**RECORDS SHOWN**
=======
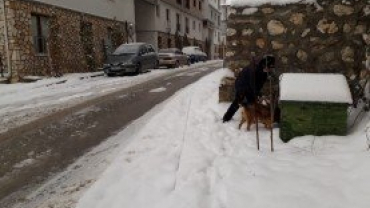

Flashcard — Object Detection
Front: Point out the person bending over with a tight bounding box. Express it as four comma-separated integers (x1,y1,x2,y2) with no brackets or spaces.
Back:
222,55,275,123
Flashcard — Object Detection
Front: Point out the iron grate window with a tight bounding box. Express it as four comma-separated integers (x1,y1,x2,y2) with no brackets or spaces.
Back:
31,14,49,54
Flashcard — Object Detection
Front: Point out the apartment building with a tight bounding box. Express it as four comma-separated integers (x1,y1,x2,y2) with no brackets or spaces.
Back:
219,0,229,59
0,0,135,81
202,0,224,59
135,0,205,51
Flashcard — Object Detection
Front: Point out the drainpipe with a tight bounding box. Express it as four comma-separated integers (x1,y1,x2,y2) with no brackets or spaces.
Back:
2,0,11,81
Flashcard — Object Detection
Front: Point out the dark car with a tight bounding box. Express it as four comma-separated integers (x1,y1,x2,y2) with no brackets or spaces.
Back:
103,43,158,76
182,46,207,64
158,48,190,68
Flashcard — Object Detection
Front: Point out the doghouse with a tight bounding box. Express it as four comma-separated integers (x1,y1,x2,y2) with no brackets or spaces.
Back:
279,73,353,142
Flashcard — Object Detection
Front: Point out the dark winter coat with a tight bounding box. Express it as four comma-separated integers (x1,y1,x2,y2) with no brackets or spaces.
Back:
235,64,268,105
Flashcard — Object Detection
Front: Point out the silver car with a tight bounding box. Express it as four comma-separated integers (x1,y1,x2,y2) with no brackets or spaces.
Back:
103,43,158,76
158,48,190,68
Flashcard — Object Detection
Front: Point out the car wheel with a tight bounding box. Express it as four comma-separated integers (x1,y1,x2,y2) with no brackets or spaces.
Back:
175,60,180,68
154,60,159,69
135,63,142,75
106,73,115,77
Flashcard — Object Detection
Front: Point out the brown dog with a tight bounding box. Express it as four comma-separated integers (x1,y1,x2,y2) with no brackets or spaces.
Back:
238,102,272,131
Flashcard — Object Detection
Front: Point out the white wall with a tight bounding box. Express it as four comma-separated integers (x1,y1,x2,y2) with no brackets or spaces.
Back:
157,2,203,41
135,0,156,31
34,0,135,23
208,0,220,9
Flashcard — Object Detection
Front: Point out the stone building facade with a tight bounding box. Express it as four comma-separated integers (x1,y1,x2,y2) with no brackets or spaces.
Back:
225,0,369,77
0,0,134,81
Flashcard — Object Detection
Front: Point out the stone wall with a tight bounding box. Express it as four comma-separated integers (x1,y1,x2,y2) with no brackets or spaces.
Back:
226,0,369,76
3,0,129,77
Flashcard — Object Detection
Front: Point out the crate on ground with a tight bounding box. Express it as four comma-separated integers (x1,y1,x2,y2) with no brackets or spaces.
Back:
219,76,235,102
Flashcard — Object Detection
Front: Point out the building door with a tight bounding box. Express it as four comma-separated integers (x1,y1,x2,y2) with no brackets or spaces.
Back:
80,22,96,71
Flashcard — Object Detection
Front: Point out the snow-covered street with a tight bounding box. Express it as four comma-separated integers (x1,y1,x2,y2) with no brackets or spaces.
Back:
9,67,370,208
0,61,221,134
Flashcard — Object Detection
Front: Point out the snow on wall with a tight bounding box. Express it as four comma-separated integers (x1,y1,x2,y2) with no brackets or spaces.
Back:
280,73,353,104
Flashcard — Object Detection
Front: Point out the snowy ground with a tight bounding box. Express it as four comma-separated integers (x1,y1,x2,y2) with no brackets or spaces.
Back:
11,68,370,208
75,69,370,208
0,61,221,134
4,66,370,208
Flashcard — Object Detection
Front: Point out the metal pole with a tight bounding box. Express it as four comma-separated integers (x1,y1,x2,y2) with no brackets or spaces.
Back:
255,102,260,151
252,54,260,151
125,21,129,44
269,76,274,152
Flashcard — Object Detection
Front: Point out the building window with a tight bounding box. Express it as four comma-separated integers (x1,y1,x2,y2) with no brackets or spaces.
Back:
199,1,202,10
185,17,189,34
199,23,201,32
193,0,196,7
193,20,195,30
105,27,113,52
177,0,182,5
176,13,181,32
167,37,172,48
166,9,170,21
156,5,160,17
31,14,49,54
185,0,190,9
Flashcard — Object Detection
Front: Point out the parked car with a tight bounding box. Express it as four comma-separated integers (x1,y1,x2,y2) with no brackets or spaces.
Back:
182,46,207,64
103,43,158,76
158,48,190,68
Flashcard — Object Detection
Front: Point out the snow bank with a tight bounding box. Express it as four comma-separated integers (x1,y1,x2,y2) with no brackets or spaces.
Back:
76,68,370,208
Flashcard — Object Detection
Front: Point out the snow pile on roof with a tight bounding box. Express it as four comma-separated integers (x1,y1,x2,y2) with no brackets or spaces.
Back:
229,0,316,7
280,73,353,104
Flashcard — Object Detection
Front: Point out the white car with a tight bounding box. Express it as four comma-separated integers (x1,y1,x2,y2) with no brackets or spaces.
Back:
182,46,207,64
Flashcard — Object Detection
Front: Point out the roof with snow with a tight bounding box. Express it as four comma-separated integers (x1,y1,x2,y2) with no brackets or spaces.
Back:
280,73,353,104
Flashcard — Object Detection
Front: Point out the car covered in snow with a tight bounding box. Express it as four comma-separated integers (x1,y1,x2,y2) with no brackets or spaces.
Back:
158,48,190,68
182,46,207,64
103,43,158,76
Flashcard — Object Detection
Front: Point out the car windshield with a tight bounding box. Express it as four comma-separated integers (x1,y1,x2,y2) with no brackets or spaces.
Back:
159,48,177,53
113,44,140,55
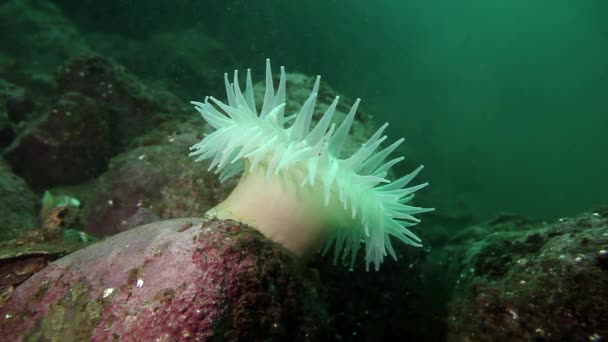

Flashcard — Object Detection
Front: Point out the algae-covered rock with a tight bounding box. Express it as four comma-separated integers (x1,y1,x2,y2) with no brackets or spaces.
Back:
445,210,608,341
0,218,327,341
0,159,38,240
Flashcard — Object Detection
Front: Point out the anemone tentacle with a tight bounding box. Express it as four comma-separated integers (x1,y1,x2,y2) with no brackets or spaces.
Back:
190,59,433,270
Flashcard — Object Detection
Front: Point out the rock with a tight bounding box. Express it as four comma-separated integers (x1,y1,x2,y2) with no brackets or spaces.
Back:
0,79,34,123
5,92,110,187
56,55,191,149
0,110,12,149
444,209,608,340
0,79,35,148
0,233,89,309
0,159,38,240
79,133,229,236
0,218,328,341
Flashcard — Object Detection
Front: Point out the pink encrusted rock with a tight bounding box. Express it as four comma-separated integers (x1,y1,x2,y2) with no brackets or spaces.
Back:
0,218,327,341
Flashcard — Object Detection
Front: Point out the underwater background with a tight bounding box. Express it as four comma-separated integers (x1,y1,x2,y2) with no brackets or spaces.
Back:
0,0,607,341
57,0,608,222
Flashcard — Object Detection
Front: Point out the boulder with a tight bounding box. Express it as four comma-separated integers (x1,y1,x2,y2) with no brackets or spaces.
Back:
0,218,327,341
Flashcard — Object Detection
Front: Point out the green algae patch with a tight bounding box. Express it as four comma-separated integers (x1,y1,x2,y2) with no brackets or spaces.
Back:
26,281,103,341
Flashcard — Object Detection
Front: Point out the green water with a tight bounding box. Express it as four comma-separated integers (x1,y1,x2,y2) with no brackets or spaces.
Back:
54,0,607,221
1,0,605,222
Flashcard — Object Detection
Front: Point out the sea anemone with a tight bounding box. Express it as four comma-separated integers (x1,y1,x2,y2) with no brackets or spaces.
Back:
190,59,433,270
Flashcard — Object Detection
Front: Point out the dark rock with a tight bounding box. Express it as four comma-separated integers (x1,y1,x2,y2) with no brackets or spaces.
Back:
122,207,161,230
0,110,13,149
445,209,608,340
0,79,35,148
310,243,441,341
0,159,38,240
0,218,328,341
0,79,34,123
56,55,191,150
5,92,110,188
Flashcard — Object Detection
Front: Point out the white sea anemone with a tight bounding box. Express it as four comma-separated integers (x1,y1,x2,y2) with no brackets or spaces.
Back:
190,59,433,270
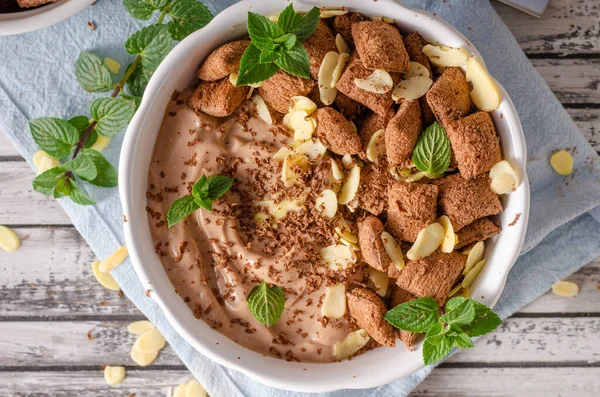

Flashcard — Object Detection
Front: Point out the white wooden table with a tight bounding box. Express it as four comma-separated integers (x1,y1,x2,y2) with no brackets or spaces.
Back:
1,1,599,395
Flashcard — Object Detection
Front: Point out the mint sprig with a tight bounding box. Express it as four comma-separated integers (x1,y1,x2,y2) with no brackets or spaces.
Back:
247,281,285,326
236,4,320,86
166,174,234,227
412,121,451,177
385,297,501,365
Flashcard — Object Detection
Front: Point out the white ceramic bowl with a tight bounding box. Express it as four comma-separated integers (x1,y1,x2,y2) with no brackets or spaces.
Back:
0,0,94,35
119,0,530,392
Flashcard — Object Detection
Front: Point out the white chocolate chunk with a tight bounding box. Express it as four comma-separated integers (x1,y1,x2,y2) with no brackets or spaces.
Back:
330,158,344,180
282,153,309,187
367,267,390,297
438,215,456,253
466,58,501,111
319,51,340,105
134,328,166,354
0,225,21,253
290,96,317,115
186,380,208,397
551,280,579,297
333,329,370,360
366,129,386,162
99,245,128,273
338,165,361,205
381,231,405,270
273,147,292,162
251,95,272,125
332,52,350,87
406,222,445,260
294,139,327,160
490,173,516,195
103,57,121,74
33,150,61,174
322,283,347,318
550,150,573,176
354,69,393,94
90,136,110,152
320,244,357,270
315,189,338,218
463,241,485,275
462,259,486,288
489,160,520,186
103,365,125,386
392,76,432,102
422,44,469,67
320,7,348,18
405,62,430,79
92,260,120,291
335,33,351,54
130,347,158,366
127,320,156,335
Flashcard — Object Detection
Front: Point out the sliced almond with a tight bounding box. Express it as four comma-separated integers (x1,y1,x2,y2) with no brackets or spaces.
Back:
=======
The range runs from the line above containing "Front: Point out the snow-covered" to the line containing "Front: Point out the snowy", inclusive. Restate those lines word for word and no others.

Front: Point out the snow-covered street with a tight bounding box. Express it as four comma-separated integers (x1,y1,x2,y2) with no brackets or spaces.
Back:
9,67,370,208
0,61,221,134
Flashcard — Object Detection
Front: Point out the snow on wall with a tight bounding box. Express it as four comma-separated integers (x1,y1,x2,y2) with no brackets or spaces.
Back:
280,73,353,104
Flashcard — Object Detection
Front: Point out the snowy ground with a tight bounding box. Express it as four comma-separated integers (x1,y1,x2,y2) with no brackets or spaces.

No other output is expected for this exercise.